* _Atividade 1_
Qual é a profissão de A. P. de L. segundo a descrição do caso no texto de estudo?
* _Atividade 2_
Dê seguimento à descrição do caso de A. P. de L., começando logo após a última frase do texto de estudo.

* _Texto de estudo_

============================================================

XII. — A. P. de L., 21 anos. Escriturário de fazenda, índice cefálico 76,2 (14,4-18,9). Orelha direita mal modelada: assimetria. Rebordos orbitários salientes. Crânio alongado e acuminado no extremo occipital. Estrabismo divergente. Estreitamento do campo visual. Meia anestesia nos últimos segmentos do membro inferior. Vestígios de limfatismo. Perturbações vaso-motrizes tendo a sua principal sede na extremidade cefálica : fácil congestionamento da face. Preso por subtracção fraudulenta. Um passado de vagabundagem, de excessos sexuais, de ociosidade. Ataques epilepioides. É discursador, balofo, egoísta, d'uma ..infatuação meio imbecil».

============================================================

* _Dados de origem_
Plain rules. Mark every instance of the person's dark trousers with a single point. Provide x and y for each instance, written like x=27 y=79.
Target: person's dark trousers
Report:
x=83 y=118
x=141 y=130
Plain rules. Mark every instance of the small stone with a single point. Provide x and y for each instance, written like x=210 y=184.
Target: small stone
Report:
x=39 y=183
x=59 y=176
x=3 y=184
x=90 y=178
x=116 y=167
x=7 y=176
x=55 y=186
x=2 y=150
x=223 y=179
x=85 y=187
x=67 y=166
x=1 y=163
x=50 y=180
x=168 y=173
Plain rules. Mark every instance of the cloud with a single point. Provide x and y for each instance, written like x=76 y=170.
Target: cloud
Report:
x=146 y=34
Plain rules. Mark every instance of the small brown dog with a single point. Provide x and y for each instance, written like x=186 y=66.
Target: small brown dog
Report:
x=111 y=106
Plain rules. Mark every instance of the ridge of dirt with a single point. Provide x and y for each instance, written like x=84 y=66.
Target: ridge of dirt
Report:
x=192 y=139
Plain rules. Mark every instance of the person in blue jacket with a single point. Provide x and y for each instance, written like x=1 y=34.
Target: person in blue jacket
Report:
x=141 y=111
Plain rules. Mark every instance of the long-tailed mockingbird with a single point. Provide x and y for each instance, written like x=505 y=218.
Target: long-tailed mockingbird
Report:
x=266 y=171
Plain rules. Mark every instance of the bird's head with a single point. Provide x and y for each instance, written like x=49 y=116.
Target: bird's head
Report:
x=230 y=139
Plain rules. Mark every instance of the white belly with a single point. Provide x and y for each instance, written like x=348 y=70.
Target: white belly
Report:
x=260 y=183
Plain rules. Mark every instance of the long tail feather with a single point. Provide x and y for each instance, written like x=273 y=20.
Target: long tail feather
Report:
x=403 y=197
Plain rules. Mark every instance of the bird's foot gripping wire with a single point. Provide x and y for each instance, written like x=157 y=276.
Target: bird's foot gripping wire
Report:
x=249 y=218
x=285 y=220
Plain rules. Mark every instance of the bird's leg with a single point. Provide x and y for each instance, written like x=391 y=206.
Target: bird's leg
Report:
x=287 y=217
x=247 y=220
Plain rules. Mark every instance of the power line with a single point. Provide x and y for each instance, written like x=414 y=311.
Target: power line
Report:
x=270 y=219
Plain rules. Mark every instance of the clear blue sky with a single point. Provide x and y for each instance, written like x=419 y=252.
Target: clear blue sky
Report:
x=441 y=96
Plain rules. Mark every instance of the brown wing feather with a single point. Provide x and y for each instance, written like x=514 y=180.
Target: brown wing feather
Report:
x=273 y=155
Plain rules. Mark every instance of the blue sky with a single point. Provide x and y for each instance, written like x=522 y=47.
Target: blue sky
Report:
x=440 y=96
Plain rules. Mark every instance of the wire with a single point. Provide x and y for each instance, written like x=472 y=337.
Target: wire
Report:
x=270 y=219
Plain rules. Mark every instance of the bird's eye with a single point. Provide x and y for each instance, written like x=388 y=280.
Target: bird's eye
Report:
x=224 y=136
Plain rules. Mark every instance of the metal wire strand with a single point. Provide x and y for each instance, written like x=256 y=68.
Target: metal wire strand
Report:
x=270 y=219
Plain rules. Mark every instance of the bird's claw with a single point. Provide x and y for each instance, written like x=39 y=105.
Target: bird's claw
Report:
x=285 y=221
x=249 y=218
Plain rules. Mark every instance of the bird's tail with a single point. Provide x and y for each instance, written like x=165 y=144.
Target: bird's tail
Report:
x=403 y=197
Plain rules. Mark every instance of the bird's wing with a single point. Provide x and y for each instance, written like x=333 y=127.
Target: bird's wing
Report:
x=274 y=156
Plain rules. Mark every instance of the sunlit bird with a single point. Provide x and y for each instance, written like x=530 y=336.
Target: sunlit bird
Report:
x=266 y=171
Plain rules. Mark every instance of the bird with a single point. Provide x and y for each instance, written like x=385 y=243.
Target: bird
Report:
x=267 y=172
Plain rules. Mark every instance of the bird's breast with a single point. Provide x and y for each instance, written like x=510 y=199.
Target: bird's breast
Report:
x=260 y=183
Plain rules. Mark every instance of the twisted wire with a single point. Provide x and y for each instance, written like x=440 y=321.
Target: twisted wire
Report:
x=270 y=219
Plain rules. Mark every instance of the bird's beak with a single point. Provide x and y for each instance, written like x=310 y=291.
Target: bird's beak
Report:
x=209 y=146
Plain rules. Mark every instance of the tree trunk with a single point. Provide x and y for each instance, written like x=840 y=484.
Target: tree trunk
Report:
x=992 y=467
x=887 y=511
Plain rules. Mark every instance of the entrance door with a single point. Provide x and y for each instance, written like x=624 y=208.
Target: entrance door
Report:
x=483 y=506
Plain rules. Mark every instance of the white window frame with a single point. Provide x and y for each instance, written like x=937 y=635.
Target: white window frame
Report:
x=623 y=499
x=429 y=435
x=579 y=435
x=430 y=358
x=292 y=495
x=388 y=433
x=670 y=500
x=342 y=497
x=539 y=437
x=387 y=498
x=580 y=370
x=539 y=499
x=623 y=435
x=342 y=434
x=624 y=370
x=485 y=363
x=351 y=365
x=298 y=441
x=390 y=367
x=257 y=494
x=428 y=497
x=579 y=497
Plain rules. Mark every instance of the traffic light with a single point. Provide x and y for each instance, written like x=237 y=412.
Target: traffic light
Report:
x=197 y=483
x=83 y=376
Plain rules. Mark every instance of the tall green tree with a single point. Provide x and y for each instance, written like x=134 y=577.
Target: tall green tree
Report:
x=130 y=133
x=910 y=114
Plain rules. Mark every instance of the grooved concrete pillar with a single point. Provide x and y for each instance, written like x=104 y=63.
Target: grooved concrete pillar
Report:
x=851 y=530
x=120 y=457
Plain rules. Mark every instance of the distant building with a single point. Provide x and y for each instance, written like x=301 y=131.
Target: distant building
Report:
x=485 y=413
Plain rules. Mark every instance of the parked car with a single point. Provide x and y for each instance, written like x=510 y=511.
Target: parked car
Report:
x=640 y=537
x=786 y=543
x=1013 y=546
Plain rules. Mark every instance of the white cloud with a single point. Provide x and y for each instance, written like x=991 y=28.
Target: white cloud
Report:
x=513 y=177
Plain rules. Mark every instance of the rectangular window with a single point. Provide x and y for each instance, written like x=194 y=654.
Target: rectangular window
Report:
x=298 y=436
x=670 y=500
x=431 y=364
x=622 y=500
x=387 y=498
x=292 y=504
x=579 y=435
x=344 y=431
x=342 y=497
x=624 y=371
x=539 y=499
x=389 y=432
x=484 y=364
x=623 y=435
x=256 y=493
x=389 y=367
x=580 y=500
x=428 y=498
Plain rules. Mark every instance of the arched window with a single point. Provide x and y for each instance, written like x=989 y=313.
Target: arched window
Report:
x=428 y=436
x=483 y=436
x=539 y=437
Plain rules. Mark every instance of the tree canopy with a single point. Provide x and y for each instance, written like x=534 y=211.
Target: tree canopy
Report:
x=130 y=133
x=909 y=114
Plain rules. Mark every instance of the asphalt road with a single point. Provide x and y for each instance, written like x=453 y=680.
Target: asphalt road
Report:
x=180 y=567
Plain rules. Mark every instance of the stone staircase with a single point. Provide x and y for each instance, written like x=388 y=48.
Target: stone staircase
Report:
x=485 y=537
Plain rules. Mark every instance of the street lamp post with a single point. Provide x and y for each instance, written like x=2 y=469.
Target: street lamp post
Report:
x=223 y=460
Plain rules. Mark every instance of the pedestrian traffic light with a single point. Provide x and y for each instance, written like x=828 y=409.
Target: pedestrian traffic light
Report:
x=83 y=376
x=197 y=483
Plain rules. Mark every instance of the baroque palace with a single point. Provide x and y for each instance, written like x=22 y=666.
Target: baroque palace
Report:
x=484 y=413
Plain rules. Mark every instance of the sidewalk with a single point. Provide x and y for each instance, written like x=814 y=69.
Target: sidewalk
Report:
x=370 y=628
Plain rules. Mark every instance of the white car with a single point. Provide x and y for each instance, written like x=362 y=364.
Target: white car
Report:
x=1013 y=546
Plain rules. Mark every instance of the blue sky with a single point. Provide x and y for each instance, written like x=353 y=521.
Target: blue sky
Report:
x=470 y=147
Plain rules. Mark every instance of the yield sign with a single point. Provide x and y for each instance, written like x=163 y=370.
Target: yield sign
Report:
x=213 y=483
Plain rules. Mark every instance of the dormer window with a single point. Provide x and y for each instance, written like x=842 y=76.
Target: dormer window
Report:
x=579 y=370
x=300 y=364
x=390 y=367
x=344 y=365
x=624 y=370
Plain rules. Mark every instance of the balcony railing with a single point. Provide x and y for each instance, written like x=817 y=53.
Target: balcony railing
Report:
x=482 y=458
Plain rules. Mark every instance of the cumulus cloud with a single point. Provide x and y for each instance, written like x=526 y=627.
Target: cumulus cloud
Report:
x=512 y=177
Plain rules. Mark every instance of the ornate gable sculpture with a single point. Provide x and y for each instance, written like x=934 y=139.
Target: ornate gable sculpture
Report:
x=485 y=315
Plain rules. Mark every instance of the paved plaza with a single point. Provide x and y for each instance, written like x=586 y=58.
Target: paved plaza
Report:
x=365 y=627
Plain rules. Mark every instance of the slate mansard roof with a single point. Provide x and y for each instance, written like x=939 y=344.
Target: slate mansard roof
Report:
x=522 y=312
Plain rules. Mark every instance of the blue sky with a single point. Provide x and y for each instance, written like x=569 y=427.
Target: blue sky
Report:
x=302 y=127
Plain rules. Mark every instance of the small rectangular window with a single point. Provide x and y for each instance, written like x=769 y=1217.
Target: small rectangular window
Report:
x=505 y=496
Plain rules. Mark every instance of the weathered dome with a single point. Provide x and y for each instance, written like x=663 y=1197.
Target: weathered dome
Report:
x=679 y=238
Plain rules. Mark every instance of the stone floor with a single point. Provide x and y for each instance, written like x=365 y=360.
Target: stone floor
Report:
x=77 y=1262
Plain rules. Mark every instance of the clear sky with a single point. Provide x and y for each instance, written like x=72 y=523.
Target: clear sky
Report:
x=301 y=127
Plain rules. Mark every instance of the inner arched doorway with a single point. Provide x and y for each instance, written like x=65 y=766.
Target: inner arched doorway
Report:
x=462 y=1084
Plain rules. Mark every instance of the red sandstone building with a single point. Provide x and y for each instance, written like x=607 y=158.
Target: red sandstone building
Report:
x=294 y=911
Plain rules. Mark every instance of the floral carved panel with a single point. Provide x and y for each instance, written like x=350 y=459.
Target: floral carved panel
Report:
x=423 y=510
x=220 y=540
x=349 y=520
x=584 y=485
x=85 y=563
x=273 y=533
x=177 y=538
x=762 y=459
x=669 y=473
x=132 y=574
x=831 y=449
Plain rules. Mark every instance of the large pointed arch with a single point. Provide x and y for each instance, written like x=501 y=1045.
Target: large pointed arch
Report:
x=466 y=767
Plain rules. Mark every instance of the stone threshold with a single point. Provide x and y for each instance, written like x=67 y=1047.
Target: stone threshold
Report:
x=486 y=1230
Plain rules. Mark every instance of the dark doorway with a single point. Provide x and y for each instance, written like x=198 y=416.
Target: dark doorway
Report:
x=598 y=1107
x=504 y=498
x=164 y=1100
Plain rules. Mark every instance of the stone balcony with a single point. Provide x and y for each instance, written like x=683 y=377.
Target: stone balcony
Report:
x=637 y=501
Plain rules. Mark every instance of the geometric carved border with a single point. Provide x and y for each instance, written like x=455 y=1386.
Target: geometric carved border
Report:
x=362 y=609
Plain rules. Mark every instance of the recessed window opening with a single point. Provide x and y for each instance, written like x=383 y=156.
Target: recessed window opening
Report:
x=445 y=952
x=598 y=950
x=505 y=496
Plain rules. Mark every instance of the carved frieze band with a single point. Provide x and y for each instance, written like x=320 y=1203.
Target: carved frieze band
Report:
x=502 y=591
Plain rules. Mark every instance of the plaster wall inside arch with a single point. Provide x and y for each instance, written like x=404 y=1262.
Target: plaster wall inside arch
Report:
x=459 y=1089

============================================================

* _Sua resposta 1_
Escriturário de fazenda.

* _Sua resposta 2_
Diagnostico: loucura moral. Este caso deu ao ilustre prof Bombarda um dos seus estudos medico-legais. — Encontro na documentação do doente um manuscrito de "Pensamentos", forgicado numa linguagem
de colorido arqui-rétorico, pastosa, empolada, prenhe de velhas alegorias "...a bandeira da honra cahindo na lama dos vícios", "O templo da inocência", " . . .em letras doiro os segredos de Orpheu", etc. De repente descamba na escurrilidade, para de novo se erguer em lastimas e imprecações contra «a mulher vaidosa que o levou ás trevas da desonra...' Palavras de penitencia, sentimentalidades declamatórias, versos de permeio, e de vez em quando um certo ar dogmático: "Sabei ! nem a mulher nem o ouro constituem a felicidade do coração humano". De espaço a espaço, como nos escritos do paranóico, figurações simbólicas substituindo as palavras. Mudança vulgar do tipo de letra. Abuso de capítulos.